*** RECORDS FOR THE EXERCISE ***

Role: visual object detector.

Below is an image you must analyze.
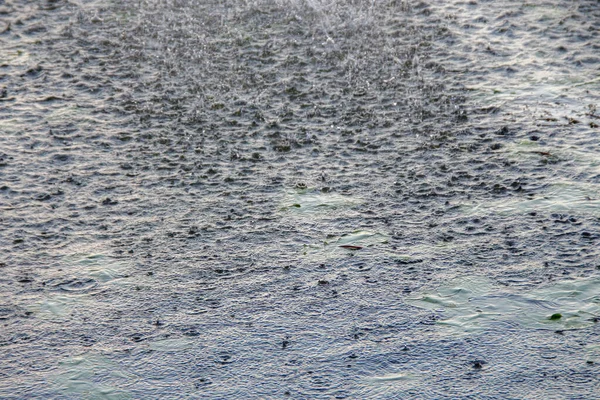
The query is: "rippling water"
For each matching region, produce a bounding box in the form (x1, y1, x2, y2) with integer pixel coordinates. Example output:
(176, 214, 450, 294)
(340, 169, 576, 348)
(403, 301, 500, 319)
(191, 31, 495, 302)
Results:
(1, 0, 599, 398)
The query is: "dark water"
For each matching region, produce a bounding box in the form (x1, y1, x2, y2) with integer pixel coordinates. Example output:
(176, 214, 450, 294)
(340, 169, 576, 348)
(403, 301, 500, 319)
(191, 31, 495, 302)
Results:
(1, 0, 600, 398)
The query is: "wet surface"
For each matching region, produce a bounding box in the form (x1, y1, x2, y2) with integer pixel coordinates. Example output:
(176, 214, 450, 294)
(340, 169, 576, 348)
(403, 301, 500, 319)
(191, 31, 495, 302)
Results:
(1, 0, 599, 398)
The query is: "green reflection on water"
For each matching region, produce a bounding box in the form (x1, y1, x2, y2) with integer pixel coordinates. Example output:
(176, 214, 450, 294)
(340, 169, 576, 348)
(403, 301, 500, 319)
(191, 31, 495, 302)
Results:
(462, 182, 600, 217)
(53, 354, 133, 400)
(406, 276, 600, 332)
(282, 188, 362, 214)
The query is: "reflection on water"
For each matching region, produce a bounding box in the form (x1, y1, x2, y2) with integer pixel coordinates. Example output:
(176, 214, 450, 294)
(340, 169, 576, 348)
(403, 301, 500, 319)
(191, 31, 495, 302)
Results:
(282, 188, 363, 214)
(407, 276, 600, 332)
(463, 182, 600, 216)
(53, 354, 133, 400)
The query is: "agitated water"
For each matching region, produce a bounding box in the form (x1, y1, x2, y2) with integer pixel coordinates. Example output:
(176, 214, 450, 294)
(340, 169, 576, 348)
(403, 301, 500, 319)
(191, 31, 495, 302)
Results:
(1, 0, 599, 398)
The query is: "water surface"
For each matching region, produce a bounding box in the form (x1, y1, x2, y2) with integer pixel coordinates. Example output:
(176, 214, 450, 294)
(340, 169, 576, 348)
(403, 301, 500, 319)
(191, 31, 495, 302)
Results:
(1, 0, 599, 398)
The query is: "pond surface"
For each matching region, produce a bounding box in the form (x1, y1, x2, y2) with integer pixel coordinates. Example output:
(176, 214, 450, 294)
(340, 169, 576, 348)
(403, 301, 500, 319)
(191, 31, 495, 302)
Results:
(1, 0, 599, 398)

***

## WHAT YOU WILL DO:
Once the pictures are set aside, give the listing again word for word.

## OUTPUT FOR THIS EXERCISE:
Role: visual object detector.

Below is an image you must analyze.
The query is: "rippling water"
For each matching region, produce a bounding box in the form (x1, y1, x2, y2) with integer pixel coordinates. Example output:
(176, 214, 450, 294)
(340, 169, 576, 348)
(403, 301, 500, 319)
(191, 31, 495, 302)
Results:
(1, 0, 599, 398)
The query is: "dark water"
For each matching region, produce a bounding box in the form (x1, y1, x2, y2) with integer pixel coordinates. Example output:
(176, 214, 450, 294)
(340, 169, 576, 348)
(403, 301, 500, 319)
(191, 31, 495, 302)
Results:
(1, 0, 600, 398)
The query is: "wet surface"
For each matching region, produce a bounding box in the form (x1, y1, x2, y2) with integer pixel coordinates. Example output:
(176, 214, 450, 294)
(340, 169, 576, 348)
(403, 301, 500, 319)
(191, 31, 495, 302)
Results:
(1, 0, 599, 398)
The query is: "green reflection on water"
For each matching region, produce a bounding box in the form (x1, y1, x2, y2) with integer pixel coordinates. Example output:
(176, 214, 450, 294)
(340, 169, 576, 348)
(403, 301, 500, 319)
(191, 31, 495, 302)
Results:
(462, 182, 600, 217)
(53, 354, 133, 400)
(406, 276, 600, 332)
(282, 188, 362, 214)
The query is: "reflection on water"
For each matching region, produce a bounding box in the form (x1, y1, x2, y2) with integer pixel coordinates. Example output:
(176, 214, 450, 294)
(340, 169, 576, 348)
(403, 301, 500, 319)
(191, 31, 495, 302)
Results:
(282, 188, 363, 214)
(407, 276, 600, 332)
(463, 182, 600, 216)
(53, 354, 133, 400)
The query is: "agitated water"
For each matching region, produce a bounding box in the form (x1, y1, x2, y2) with integer pixel coordinates. Example output:
(176, 214, 450, 294)
(340, 169, 576, 348)
(403, 301, 500, 319)
(191, 31, 495, 302)
Results:
(1, 0, 599, 398)
The query is: "water surface"
For each matching region, produce a bounding box in the form (x1, y1, x2, y2) with integer pixel coordinates. Example output:
(176, 214, 450, 294)
(340, 169, 576, 348)
(403, 301, 500, 319)
(191, 31, 495, 302)
Results:
(1, 0, 599, 398)
The query is: "pond surface"
For each matching region, produce a bounding box in the form (x1, y1, x2, y2) with integer pixel coordinates. Example output:
(176, 214, 450, 294)
(340, 169, 576, 348)
(403, 301, 500, 319)
(191, 31, 495, 302)
Results:
(1, 0, 599, 398)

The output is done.